Re: [Algorithms] agent pathing to renewable resources

[John R. A. \(2K Boston\) <Joh...@2k...>]

I think you could just do (as you suggest) the search outward from a
starting location within a bounded distance, and keep track of the
resources found.  Obviously you need to find at least n resources (maybe
1) within the maximum distance searched (and keep searching outside of
the distance if you don't find n),  and if you deplete the "found"
resources the agent might need to do a search again for the non-depleted
resources.  

 

If you could do this over multiple frames (more difficult and more
memory required) or staggered agents searches where there are a limited
number of searches allowed each frame (much easier) it might be doable,
and since you already have the quadtree ready to use it might not take
much time to get running.

 

Although it's a brute force approach, I imagine it's worth trying first
before trying to get elegant.

 

-crombie

 

 

From: Heath Copeland [mailto:cop...@tr...] 
Sent: Wednesday, October 29, 2008 7:15 PM
To: gda...@li...
Subject: [Algorithms] agent pathing to renewable resources

 

Hi all,

 this is my first post, so excuse me if I'm a little verbose; you'll
probably get what I'm talking about very quickly, but I figured more
detail is better than too little (so feel free to skim!):  

 

 I'm working on a simulation in which, amongst other things, AI agents
must navigate from a fixed reference point (think a workplace, for
instance) to a location on a map at which they can gather resources
(imagine woodcutters heading off to chop down trees, for example).  At
such locations, the resource they gather might be either temporarily
depleted before gradually regenerating, or else might simply run out.
The points in question can never move, though they might be temporarily
invalid if they happen to run out of the resource (until it
regenerates.)  The agents might be tasked to gather their resource
(several types of such resources exist in the simulation) perhaps as
often as once every twenty or thirty seconds real time, so this isn't
something that would occur every frame for a given agent, but there
might be hundreds of agents, so potentially at least one of them might
be looking for a resource point as often as once per frame.

Dataset rows:
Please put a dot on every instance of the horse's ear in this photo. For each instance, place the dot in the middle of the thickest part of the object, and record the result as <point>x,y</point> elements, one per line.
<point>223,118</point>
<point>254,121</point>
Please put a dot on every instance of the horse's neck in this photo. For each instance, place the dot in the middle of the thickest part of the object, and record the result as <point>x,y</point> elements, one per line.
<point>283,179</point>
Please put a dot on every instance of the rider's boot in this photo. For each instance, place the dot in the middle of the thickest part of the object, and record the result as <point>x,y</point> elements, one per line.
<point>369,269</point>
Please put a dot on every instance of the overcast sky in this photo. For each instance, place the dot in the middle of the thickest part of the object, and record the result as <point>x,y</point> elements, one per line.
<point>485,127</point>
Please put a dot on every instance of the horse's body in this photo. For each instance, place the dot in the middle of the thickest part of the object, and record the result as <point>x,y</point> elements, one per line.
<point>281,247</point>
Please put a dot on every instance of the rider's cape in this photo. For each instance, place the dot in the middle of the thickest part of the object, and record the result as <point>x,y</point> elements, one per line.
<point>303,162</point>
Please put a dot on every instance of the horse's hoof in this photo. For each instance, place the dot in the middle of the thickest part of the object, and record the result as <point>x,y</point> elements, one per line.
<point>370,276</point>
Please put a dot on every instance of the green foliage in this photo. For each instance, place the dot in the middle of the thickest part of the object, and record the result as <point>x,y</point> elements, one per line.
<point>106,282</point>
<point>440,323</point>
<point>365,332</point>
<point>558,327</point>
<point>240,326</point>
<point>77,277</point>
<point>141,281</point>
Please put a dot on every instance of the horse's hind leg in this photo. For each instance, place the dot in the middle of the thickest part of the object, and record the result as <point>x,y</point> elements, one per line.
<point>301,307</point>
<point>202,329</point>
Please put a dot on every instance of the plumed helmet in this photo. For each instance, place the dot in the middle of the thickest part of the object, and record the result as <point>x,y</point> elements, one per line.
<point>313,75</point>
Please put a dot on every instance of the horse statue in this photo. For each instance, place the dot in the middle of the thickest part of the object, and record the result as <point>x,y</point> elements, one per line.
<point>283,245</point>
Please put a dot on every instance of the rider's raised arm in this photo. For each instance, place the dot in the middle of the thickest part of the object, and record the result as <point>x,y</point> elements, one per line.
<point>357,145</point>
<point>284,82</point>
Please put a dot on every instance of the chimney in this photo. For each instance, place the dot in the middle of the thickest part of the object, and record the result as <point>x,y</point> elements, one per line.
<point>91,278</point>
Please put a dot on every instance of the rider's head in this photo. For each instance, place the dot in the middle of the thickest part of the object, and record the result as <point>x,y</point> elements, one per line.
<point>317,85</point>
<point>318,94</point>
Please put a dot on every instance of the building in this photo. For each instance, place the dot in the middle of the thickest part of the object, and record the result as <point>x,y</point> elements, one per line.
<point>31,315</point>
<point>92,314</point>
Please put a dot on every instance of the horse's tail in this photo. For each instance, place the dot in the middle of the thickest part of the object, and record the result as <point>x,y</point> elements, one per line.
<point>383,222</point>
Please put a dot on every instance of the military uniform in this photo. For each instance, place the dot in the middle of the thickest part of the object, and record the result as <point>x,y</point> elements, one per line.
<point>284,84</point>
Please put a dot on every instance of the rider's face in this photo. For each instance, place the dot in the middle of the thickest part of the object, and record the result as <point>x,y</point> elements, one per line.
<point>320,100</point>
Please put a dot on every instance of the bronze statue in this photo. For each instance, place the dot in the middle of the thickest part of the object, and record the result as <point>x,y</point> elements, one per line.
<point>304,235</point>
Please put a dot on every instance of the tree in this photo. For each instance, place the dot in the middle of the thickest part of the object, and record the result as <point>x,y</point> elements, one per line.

What is asked:
**A.** From the agent-pathing thread, write out the stretch from "The points in" through "once per frame.".
**B.** In the agent-pathing thread, why might some agent be looking for a resource point as often as once per frame, even though each agent gathers only every twenty or thirty seconds? Answer in one to three sentences.
**C.** Decide whether each statement agrees with the agent-pathing thread. Answer yes or no, and quote the words from the thread that decide it.
(i) The resource points can move around the map.
(ii) The reply recommends trying the brute-force approach first.
(iii) Staggering agent searches with a per-frame limit is described as harder than spreading a search over multiple frames.

Task-by-task solutions:
**A.**
The points in question can never move, though they might be temporarily
invalid if they happen to run out of the resource (until it
regenerates.)  The agents might be tasked to gather their resource
(several types of such resources exist in the simulation) perhaps as
often as once every twenty or thirty seconds real time, so this isn't
something that would occur every frame for a given agent, but there
might be hundreds of agents, so potentially at least one of them might
be looking for a resource point as often as once per frame.

**B.** There might be hundreds of agents. Each one searches only occasionally, but with so many agents, at least one of them might be searching in nearly every frame.

**C.**
(i) No: "The points in question can never move"
(ii) Yes: "Although it's a brute force approach, I imagine it's worth trying first before trying to get elegant."
(iii) No: "staggered agents searches where there are a limited number of searches allowed each frame (much easier)"